THE RECORDS:
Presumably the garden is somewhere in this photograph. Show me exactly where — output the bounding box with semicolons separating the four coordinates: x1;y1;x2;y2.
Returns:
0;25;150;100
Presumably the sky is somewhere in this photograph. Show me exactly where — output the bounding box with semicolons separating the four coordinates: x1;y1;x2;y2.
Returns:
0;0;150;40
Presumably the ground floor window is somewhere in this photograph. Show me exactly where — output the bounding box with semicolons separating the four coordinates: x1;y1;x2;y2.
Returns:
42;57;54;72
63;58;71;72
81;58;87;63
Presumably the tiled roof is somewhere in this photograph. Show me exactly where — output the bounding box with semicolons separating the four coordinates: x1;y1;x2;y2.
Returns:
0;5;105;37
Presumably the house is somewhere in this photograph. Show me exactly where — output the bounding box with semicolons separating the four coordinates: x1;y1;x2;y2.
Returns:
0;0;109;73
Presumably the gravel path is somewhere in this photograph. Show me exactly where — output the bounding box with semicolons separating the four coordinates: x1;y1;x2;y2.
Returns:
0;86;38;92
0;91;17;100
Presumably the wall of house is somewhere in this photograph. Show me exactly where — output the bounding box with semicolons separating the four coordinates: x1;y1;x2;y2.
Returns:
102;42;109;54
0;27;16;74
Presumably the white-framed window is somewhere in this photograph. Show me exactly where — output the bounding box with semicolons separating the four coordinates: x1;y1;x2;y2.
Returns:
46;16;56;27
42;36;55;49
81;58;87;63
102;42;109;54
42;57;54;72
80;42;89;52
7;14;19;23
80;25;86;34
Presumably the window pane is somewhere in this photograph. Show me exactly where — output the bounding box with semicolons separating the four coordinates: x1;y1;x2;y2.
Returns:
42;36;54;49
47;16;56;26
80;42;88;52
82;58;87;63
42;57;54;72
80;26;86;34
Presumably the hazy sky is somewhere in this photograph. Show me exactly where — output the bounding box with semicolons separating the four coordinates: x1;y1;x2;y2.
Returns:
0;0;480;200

DIRECTIONS:
Scale the stretch from the line that contains "Presumably the ground" through the line that contains "80;25;86;34", both included. Write those lines out again with the requests unchanged, multiply every bounding-box coordinate in the answers by 0.5, round each to a whole number with halves going up, and output nothing beyond that stretch.

REPLY:
Presumably the ground floor window is somewhere in this photograph. Show me exactly where — output the bounding box with semicolons separating the four coordinates: x1;y1;x2;y2.
Returns:
21;29;27;36
32;29;36;36
41;29;44;32
Presumably the tiled roof is somewhere in this photograph. Show me exactly where — output the bounding box with semicolons separating the four coordinates: x1;y1;x2;y2.
Returns:
0;3;53;19
Presumably the house is somewhere in this photograph. Show me exactly where — output the bounding box with semicolons separating the four coordinates: x1;y1;x2;y2.
Returns:
0;0;55;37
Presumably the gravel path is somewhere in this photograph. Show me exactly where — output the bounding box with semicolons separating the four coordinates: x1;y1;x2;y2.
Returns:
0;43;19;46
0;46;9;50
Presumably the wall of house is somewhere in this photograph. Show me exactly where — output the bounding box with semicolons separating the four coordinates: x1;y1;x2;y2.
Returns:
51;21;55;27
0;14;8;37
Presumably the white-framed window is somewhere in this photograph. Show me exactly where — output the bounding box with semicolons separating the four coordinates: x1;y1;x2;y2.
Returns:
23;8;28;14
21;18;28;25
41;29;44;32
51;21;55;27
21;29;27;36
40;21;45;26
4;7;10;12
40;13;43;17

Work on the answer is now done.